(Dataset entries)
┄┄┄┄┄┄┄┄┄┄

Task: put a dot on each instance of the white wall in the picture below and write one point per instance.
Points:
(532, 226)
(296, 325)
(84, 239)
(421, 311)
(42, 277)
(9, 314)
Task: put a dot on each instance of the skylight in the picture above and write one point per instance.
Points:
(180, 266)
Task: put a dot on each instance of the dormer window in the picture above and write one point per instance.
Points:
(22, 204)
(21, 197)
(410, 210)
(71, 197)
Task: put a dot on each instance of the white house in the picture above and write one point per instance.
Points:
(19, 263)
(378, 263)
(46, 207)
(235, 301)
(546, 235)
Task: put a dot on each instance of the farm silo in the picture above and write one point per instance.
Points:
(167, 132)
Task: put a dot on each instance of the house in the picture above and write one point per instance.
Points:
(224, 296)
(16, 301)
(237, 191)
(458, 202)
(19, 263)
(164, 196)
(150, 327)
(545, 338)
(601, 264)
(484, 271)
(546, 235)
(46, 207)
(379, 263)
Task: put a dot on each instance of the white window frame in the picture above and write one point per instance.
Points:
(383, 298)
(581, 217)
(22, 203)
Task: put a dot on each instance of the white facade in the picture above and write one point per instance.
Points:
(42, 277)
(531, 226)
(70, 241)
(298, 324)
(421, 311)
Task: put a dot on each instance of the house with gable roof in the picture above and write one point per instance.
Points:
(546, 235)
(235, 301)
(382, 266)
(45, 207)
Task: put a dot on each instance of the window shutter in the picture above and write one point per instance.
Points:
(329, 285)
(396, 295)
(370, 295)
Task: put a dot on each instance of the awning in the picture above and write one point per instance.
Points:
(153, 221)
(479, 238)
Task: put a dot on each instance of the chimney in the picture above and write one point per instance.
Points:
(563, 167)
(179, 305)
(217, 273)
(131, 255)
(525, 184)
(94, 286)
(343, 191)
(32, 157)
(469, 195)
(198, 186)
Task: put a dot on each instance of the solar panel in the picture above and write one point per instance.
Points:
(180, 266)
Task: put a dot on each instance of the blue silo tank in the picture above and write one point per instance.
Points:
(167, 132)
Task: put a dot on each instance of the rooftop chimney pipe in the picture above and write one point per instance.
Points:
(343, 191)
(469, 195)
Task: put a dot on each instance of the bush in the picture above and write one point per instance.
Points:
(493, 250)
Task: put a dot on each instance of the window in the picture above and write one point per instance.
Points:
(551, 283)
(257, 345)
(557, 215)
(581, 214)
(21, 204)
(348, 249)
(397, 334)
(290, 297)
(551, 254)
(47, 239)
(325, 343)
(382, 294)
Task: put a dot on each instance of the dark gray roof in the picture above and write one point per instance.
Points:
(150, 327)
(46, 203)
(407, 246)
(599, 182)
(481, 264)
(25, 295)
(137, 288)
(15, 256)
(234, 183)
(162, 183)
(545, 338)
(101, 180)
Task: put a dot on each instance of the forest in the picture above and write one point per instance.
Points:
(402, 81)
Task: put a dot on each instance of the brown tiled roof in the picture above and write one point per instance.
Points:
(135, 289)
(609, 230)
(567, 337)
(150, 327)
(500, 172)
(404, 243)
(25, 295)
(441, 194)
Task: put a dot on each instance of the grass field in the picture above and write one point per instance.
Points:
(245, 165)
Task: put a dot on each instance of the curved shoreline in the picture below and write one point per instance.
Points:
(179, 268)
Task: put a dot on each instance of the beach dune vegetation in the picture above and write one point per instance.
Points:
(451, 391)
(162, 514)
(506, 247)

┄┄┄┄┄┄┄┄┄┄

Reproduce the data above in full. Leave nothing out.

Task: put a dot on each instance of the white wall in the picture below and write one point per instance.
Points:
(532, 226)
(296, 325)
(84, 239)
(421, 311)
(42, 277)
(9, 314)
Task: put a dot on each instance of the skylight in the picture above and write one point per instance.
Points:
(180, 266)
Task: put a dot on each instance of the dormer window in the picture above and write one point per instance.
Points:
(22, 204)
(21, 197)
(410, 210)
(71, 197)
Task: put a dot on each instance of the white house in the picture above and write one point per instance.
Points:
(19, 263)
(378, 263)
(46, 207)
(235, 301)
(546, 235)
Task: put a dot on each instance of the farm silo in the picture above and write one point per instance.
Points:
(167, 132)
Task: put a dot on each instance of the house in the picture above and write one point per instance.
Points:
(224, 296)
(16, 301)
(237, 191)
(458, 202)
(19, 263)
(164, 196)
(150, 327)
(545, 338)
(601, 264)
(484, 271)
(546, 235)
(46, 207)
(379, 263)
Task: put a dot on each instance of the white window frame in the picture above and write one point per instance.
Points:
(383, 298)
(581, 217)
(22, 203)
Task: put a dot on each instance of the white facade in the picture above and write one point per instance.
Points:
(42, 277)
(531, 226)
(70, 241)
(298, 324)
(421, 311)
Task: put a dot on each instance of the house with gable roof in the picture above and write one point per instance.
Points:
(546, 235)
(235, 301)
(382, 266)
(45, 207)
Task: put a dot on each instance of the window shutter in the picture above and write one point per instance.
Points:
(329, 285)
(396, 295)
(370, 295)
Task: put a dot on each instance of the awning in the picture above and write one point per instance.
Points:
(153, 221)
(479, 238)
Task: put a dot on each instance of the chimney in the picture above and write one point per instance.
Points:
(563, 167)
(179, 305)
(217, 273)
(131, 255)
(525, 184)
(94, 286)
(343, 191)
(32, 157)
(469, 195)
(198, 186)
Task: put a dot on each instance of the solar panel in the picture above and write one point per instance.
Points:
(180, 266)
Task: put a dot on each instance of the blue silo tank in the picture above and write one point per instance.
Points:
(167, 132)
Task: put a dot on each instance of the rooftop chimney pipe in the picture above and write one point per instance.
Points:
(343, 191)
(469, 195)
Task: put a dot on each instance of the bush in the picture above and write one point per instance.
Points:
(493, 250)
Task: put a dot on each instance of the window in the picture above and write one point per instance.
Points:
(551, 283)
(257, 345)
(557, 215)
(581, 214)
(21, 204)
(348, 249)
(397, 334)
(290, 297)
(551, 254)
(47, 239)
(325, 343)
(382, 294)
Task: put a dot on each instance of the dark gray roof in the picture above and write one point per instance.
Points:
(150, 327)
(46, 203)
(407, 246)
(599, 182)
(481, 264)
(25, 295)
(137, 288)
(15, 256)
(234, 183)
(162, 183)
(545, 338)
(101, 180)
Task: put a dot on each instance of the forest in the picture above and write one point per instance.
Points:
(402, 81)
Task: put a dot on each instance of the brown tiled roof in the picture above and write one point per instance.
Points:
(135, 289)
(609, 230)
(567, 337)
(150, 327)
(500, 172)
(404, 243)
(25, 295)
(441, 194)
Task: put a dot on each instance of the grass field in the picture above and write one point per instance.
Points:
(245, 165)
Task: put a dot on each instance of the curved shoreline in the picture below and write one point per instance.
Points:
(179, 268)
Task: put a dot on each instance of the beach dune vegetation in the picture above and write one point per instance.
Points:
(451, 391)
(162, 514)
(506, 247)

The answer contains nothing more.